• **Set exercise**: Please copy out, word for word, the stretch of the forum post below on hypersurfaces meeting a projective variety, from "It suffices to" up to and including "hint will suffice.".

• **Supplied passage**:
This is a problem of Hartshorne 1.3.7(b). I have solved in Hartshorne's hint way and I am trying something else.
If $Y\subset P^n$ is projective of dimension $\geq 1$, for any hypersurface $H\subset P^n$, $H\cap Y\neq\emptyset$.
My plan is lifting the variety through cone map to $A^{n+1}$. I want to show $\dim(H\cap Y)\geq 1$. This is done in the similarly way to show any two hypersurface of $P^n$ has non-trivial intersection for $n\geq 2$. So I will denote cone over $Y$ as $Y$ and cone over $H$ as $H$.
Denote coordinate ring of $A^{n+1}$ as $R$. Since $I(H)\subset R$ is generated by single irreducible element, I will consider $(I(H)+I(Y))/I(H)\subset R/I(H)$.
It suffices to show its height is $<n$. I know I can reduce to the case $1\leq \dim(Y)<n-1$ which in turn says $2<\mathrm{ht}(I(Y))\leq n-1$. I wish to show $\mathrm{ht}(P)<n-1$, $P$ minimal over $I(Y)+I(H)$. However, it is not clear I can adjust the chain of $I(Y)$ easily as I do not know whether $I(H)$ is contained in some maximal ideal containing $I(Y)$.
Any hint will suffice.

• **Dataset entries**:
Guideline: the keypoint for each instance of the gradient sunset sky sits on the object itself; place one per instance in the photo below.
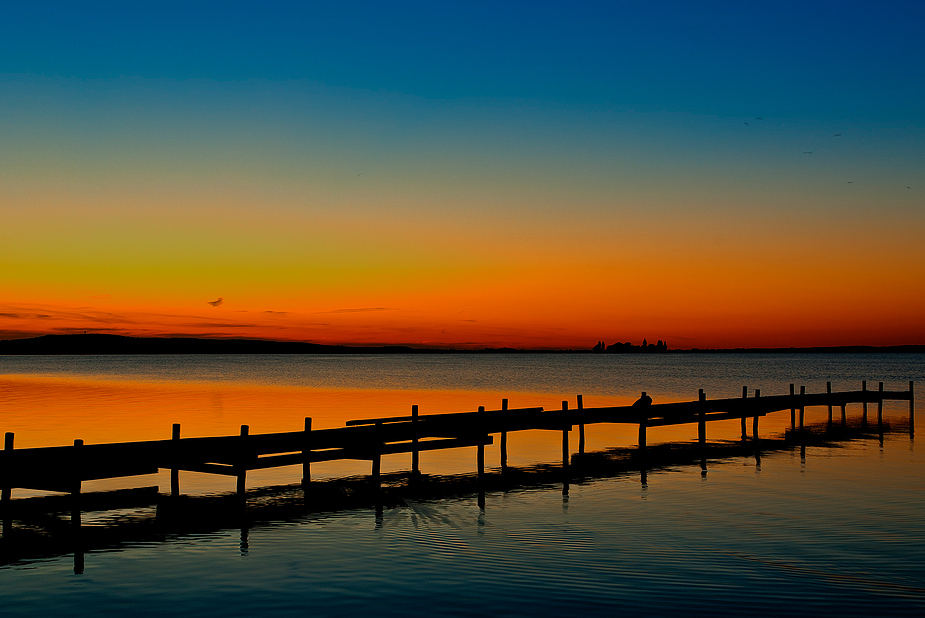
(526, 174)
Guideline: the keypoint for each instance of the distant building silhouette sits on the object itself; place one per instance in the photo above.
(629, 348)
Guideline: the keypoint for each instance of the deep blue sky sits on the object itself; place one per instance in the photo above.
(836, 59)
(714, 173)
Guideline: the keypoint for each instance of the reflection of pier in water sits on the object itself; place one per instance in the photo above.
(40, 530)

• **Response to the exercise**:
It suffices to show its height is $<n$. I know I can reduce to the case $1\leq \dim(Y)<n-1$ which in turn says $2<\mathrm{ht}(I(Y))\leq n-1$. I wish to show $\mathrm{ht}(P)<n-1$, $P$ minimal over $I(Y)+I(H)$. However, it is not clear I can adjust the chain of $I(Y)$ easily as I do not know whether $I(H)$ is contained in some maximal ideal containing $I(Y)$.
Any hint will suffice.